__THE RECORDS__:
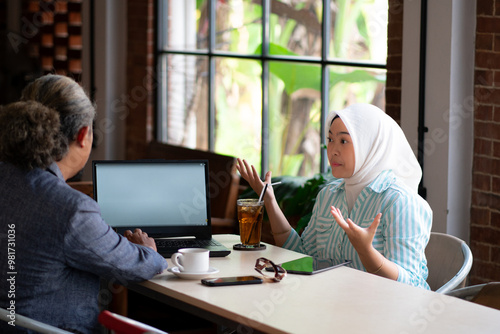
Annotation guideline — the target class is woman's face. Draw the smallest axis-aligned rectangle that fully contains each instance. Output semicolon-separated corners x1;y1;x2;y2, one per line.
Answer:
326;117;355;179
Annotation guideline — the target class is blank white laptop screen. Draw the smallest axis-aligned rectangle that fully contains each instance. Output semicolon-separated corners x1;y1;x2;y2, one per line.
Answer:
94;161;209;228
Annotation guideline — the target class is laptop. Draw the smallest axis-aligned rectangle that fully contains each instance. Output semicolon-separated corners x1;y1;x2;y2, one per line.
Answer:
92;160;231;257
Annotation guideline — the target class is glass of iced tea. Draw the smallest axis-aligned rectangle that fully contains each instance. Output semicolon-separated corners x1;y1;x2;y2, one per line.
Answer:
237;199;264;248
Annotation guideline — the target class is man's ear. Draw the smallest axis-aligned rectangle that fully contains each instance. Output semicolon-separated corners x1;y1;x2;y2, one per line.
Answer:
76;126;90;147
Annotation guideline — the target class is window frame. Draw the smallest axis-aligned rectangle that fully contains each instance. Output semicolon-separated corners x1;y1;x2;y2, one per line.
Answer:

__WHAT THE EXERCISE ASKS__: Reproduce word for word the run of lines above that opens with the line containing "Annotation guideline — the target class is glass" and closes with the line containing "237;199;264;248", including both of those lines.

__ANSWER TO THIS TASK__:
Annotation guideline — the target class is glass of iced tea. Draw the smallest axis-aligned rectangle that fully contains each instance. Output semicolon-separated corners x1;y1;x2;y2, one per line.
Answer:
237;199;264;248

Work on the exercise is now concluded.